== ФРАГМЕНТ ТЕКСТА ==
━━━━━━━━━━━━━━━━━━━━━━━━━━━━━━

На заседаниях мама часто рисовала одну и ту же картинку: слон (вид сзади) стоит около пальмы — для меня это видение или символ совершенного, безмятежного, первобытного, райского счастья, которого всегда тщетно алчет душа. Для меня мамины слова были похожи на маму, такие же добродушно толстые, округлые, круглые. Изображения и живые существа такого рода кажутся мне причастными маме, и я испытываю к этим рисункам, предметам, существам нежность: вот на экране живая китиха плывет в океане, а рядом с ней, под ней плывет ее китенок, вот тюлененок с круглой головкой на обложке блокнота, слон с обертки чая, белые слоники на письменном столе.

━━━━━━━━━━━━━━━━━━━━━━━━━━━━━━

== ФРАГМЕНТ ДАННЫХ ==
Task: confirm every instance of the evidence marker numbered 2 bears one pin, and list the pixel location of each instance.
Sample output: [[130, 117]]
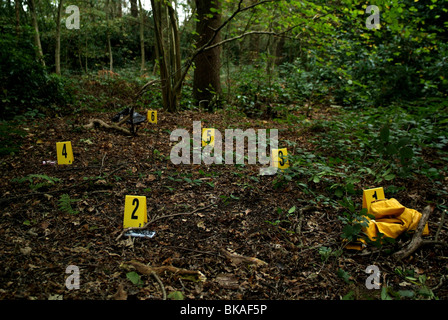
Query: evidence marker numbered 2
[[135, 212]]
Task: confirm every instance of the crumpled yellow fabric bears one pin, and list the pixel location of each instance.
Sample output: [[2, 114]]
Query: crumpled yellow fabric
[[392, 219]]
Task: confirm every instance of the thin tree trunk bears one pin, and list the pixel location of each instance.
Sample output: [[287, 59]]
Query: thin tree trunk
[[18, 4], [168, 53], [40, 53], [57, 54], [206, 81], [109, 46], [142, 37]]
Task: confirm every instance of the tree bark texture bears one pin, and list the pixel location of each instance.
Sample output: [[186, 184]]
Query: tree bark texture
[[206, 82]]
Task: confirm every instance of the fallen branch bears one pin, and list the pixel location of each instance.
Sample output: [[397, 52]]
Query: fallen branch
[[416, 240], [144, 269], [103, 124], [238, 259], [155, 276], [161, 217]]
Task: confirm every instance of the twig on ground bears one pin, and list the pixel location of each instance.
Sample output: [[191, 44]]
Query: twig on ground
[[160, 284], [161, 217]]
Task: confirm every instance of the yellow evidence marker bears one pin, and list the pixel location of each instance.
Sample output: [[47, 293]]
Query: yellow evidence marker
[[280, 158], [135, 212], [208, 137], [152, 116], [370, 195], [64, 152]]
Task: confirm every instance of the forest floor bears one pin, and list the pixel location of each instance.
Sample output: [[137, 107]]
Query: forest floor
[[205, 217]]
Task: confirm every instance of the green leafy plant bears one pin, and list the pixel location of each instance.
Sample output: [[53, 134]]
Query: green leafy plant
[[65, 204], [135, 278], [37, 181]]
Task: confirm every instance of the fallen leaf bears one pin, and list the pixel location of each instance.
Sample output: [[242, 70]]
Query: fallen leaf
[[227, 281], [140, 185], [120, 294], [25, 251]]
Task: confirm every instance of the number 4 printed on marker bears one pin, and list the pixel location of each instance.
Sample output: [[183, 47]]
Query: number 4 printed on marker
[[64, 152]]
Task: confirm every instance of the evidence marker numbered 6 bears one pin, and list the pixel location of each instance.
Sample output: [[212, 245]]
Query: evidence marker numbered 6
[[280, 158], [370, 195], [152, 116], [135, 212], [64, 152], [208, 137]]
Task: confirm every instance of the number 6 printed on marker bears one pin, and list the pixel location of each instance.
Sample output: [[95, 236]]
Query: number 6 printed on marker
[[373, 281]]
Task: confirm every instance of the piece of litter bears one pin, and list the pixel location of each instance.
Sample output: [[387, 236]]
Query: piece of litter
[[140, 233]]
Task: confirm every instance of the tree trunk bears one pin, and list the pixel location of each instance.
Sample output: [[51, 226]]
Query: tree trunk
[[119, 9], [142, 36], [134, 9], [18, 4], [109, 46], [206, 82], [57, 54], [168, 53], [40, 53]]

━━━━━━━━━━━━━━━━━━━━━━━━━━━━━━

== ЗАДАНИЕ ==
Перепишите фрагмент текста о маминых рисунках целиком, не меняя в нем ни слова.

== РЕШЕНИЕ ЗАДАНИЯ ==
На заседаниях мама часто рисовала одну и ту же картинку: слон (вид сзади) стоит около пальмы — для меня это видение или символ совершенного, безмятежного, первобытного, райского счастья, которого всегда тщетно алчет душа. Для меня мамины слова были похожи на маму, такие же добродушно толстые, округлые, круглые. Изображения и живые существа такого рода кажутся мне причастными маме, и я испытываю к этим рисункам, предметам, существам нежность: вот на экране живая китиха плывет в океане, а рядом с ней, под ней плывет ее китенок, вот тюлененок с круглой головкой на обложке блокнота, слон с обертки чая, белые слоники на письменном столе.